### TEXTO DO DOCUMENTO
_ _ _ _ _
O gráfico acima apresenta a magnitude da queda nesses gastos “intensivos” (linha azul, em queda) e a prioridade a outros, ao longo do tempo. O medo de ser pego pode ter levado os gestores a evitar alguns procedimentos complicados, justamente o que mais impactam o serviço de saúde.

Um segundo mecanismo para identificar a queda na qualidade do serviço destaca a qualidade do funcionamento público de saúde. Os relatórios de auditorias da CGU mostram que as ocorrências de má administração aumentaram após a implementação dos sorteios e fiscalizações. Essas ocorrências estavam especialmente ligadas à infra-estrutura, o que sugere uma ligação com a evidência do gráfico.

O que podemos aprender sobre corrupção com esses resultados?

O estudo enfatiza que a queda dos níveis de corrupção referentes ao sistema de saúde público ocorreu equívocos do próprio programa. O medo em fazer determinados procedimentos, complexos e passíveis de condenação por corrupção, levou as gestões municipais a negligenciarem investimentos importantes.

Muitos dos servidores municipais que lidam com esses processos recebem pouco treinamento e acabam por cometer diversos erros, aumentando a probabilidade de ocorrências não-intencionais de corrupção e o medo de executar o projeto.
_ _ _ _ _
### INFORMAÇÕES FORNECIDAS
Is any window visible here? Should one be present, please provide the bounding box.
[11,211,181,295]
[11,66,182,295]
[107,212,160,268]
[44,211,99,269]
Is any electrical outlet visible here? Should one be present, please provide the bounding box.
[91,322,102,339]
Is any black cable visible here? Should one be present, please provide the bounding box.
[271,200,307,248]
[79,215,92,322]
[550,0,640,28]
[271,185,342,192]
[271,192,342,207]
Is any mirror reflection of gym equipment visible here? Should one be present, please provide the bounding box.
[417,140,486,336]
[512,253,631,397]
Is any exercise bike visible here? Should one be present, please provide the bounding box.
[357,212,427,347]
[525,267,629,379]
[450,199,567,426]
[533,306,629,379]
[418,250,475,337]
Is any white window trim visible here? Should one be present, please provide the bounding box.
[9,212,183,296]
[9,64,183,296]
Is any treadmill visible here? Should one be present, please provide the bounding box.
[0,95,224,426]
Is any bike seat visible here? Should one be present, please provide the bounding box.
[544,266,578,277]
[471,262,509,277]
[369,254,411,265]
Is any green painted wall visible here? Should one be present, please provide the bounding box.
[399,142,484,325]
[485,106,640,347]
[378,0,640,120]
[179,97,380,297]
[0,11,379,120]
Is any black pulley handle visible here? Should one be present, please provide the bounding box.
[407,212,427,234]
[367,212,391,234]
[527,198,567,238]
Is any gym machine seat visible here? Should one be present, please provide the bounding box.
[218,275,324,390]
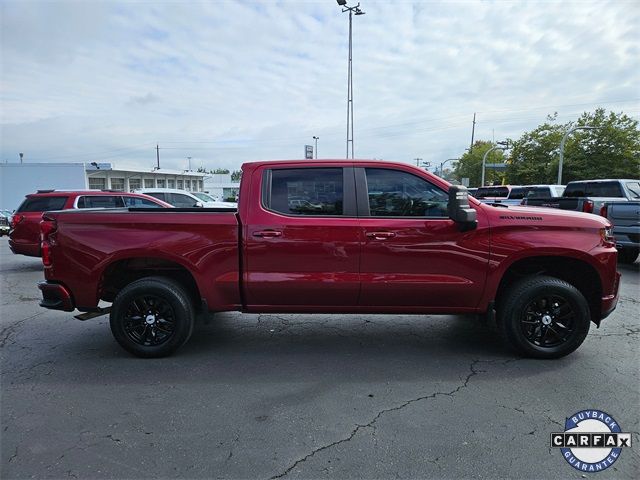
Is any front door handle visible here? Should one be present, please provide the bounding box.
[253,230,282,238]
[367,232,396,240]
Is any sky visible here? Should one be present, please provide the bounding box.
[0,0,640,170]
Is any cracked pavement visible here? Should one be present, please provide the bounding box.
[0,242,640,479]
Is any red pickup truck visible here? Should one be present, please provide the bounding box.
[39,160,620,358]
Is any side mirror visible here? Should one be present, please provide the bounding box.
[449,185,478,232]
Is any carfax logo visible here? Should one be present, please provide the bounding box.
[551,410,631,472]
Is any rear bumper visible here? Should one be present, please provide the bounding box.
[38,281,76,312]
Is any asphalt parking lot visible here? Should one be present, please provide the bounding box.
[0,237,640,479]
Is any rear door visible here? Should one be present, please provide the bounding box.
[355,167,489,311]
[243,163,361,311]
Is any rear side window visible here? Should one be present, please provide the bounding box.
[17,196,69,212]
[124,197,162,208]
[474,187,509,198]
[263,168,344,216]
[563,182,623,197]
[144,192,167,202]
[587,182,624,197]
[365,168,449,217]
[167,193,198,208]
[509,187,526,200]
[626,182,640,198]
[78,195,124,208]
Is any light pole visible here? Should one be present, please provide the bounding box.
[440,158,460,178]
[336,0,364,158]
[480,142,509,187]
[558,125,600,185]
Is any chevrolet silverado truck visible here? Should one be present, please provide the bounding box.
[39,160,620,358]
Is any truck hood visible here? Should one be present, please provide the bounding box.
[480,205,611,229]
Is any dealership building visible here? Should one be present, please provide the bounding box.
[0,162,210,211]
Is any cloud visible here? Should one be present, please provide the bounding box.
[0,0,640,168]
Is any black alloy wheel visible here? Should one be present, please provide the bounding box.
[109,277,195,358]
[498,275,591,358]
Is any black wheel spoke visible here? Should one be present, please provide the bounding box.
[123,295,175,346]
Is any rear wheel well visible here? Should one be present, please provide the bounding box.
[496,256,602,324]
[99,257,202,309]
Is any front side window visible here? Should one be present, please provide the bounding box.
[264,168,344,216]
[365,168,449,217]
[124,197,162,208]
[89,177,107,190]
[78,195,124,208]
[111,178,124,192]
[167,193,197,208]
[129,178,142,191]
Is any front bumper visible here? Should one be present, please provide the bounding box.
[38,281,76,312]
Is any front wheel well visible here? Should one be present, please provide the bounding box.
_ _ _ _ _
### LISTA DE TAREFAS
**A)** Copie do texto sobre corrupção e saúde pública o trecho que começa em "Muitos dos servidores municipais" e vai até "executar o projeto.".
**B)** Segundo o texto sobre corrupção e saúde pública, o que sofreu queda? Liste todas as ocorrências.

### RESPOSTAS ESCRITAS
**A)**
Muitos dos servidores municipais que lidam com esses processos recebem pouco treinamento e acabam por cometer diversos erros, aumentando a probabilidade de ocorrências não-intencionais de corrupção e o medo de executar o projeto.

**B)**
- os gastos "intensivos"
- a qualidade do serviço de saúde
- os níveis de corrupção referentes ao sistema de saúde público